Stored data entries |
*** Begin section ***

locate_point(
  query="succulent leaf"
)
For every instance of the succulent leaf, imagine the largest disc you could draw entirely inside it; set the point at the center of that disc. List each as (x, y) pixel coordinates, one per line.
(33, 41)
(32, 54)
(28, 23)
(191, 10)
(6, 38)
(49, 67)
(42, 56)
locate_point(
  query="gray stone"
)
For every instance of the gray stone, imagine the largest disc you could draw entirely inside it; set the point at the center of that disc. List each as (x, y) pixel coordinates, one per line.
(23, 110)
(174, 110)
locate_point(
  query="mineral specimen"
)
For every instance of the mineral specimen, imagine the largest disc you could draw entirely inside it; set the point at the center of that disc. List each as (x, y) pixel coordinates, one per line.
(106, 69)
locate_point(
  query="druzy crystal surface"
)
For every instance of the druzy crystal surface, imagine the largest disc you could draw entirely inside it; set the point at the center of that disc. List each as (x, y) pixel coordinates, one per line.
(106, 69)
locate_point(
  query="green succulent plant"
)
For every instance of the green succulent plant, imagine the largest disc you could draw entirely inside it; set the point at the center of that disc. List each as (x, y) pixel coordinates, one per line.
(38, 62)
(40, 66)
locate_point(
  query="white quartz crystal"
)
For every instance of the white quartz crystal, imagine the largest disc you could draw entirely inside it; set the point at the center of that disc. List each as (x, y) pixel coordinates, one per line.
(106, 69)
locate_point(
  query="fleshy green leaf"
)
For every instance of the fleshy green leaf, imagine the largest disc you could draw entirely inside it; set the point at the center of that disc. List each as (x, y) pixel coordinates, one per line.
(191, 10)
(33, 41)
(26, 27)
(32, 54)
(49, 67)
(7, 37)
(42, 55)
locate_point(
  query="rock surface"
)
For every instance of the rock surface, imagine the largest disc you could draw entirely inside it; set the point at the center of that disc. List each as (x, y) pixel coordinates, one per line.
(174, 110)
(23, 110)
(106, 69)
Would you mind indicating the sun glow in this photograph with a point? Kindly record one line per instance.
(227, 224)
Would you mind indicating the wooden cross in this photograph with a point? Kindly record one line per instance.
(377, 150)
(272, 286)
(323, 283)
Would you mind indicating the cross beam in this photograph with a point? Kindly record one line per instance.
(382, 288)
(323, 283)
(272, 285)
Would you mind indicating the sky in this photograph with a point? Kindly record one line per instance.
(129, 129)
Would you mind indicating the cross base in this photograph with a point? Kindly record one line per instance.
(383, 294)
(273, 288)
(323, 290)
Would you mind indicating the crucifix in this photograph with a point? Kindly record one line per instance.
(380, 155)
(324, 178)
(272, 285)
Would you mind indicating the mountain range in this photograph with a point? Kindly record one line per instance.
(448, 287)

*** End section ***
*** Begin section ***

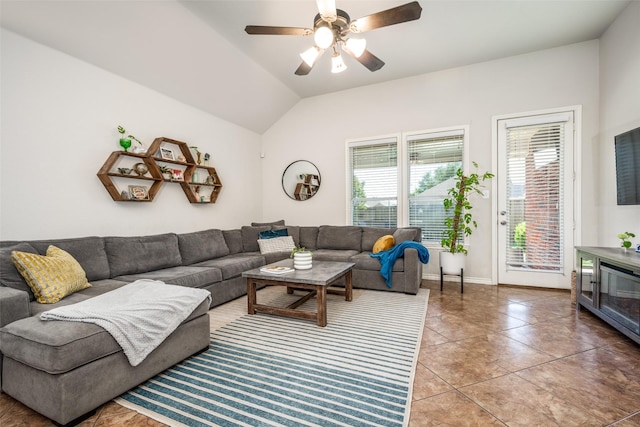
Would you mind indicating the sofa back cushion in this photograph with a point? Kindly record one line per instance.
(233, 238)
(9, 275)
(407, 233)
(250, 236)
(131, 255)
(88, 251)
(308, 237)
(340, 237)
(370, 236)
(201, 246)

*** End section ***

Task details |
From the entries above, copy every line where the word "query" shows up.

Output of the task |
  query="succulent leaf"
  query="gray stone"
  query="mineral specimen"
  query="druzy crystal surface"
  query="green succulent plant"
  query="white quartz crystal"
  query="fleshy green leaf"
  query="rock surface"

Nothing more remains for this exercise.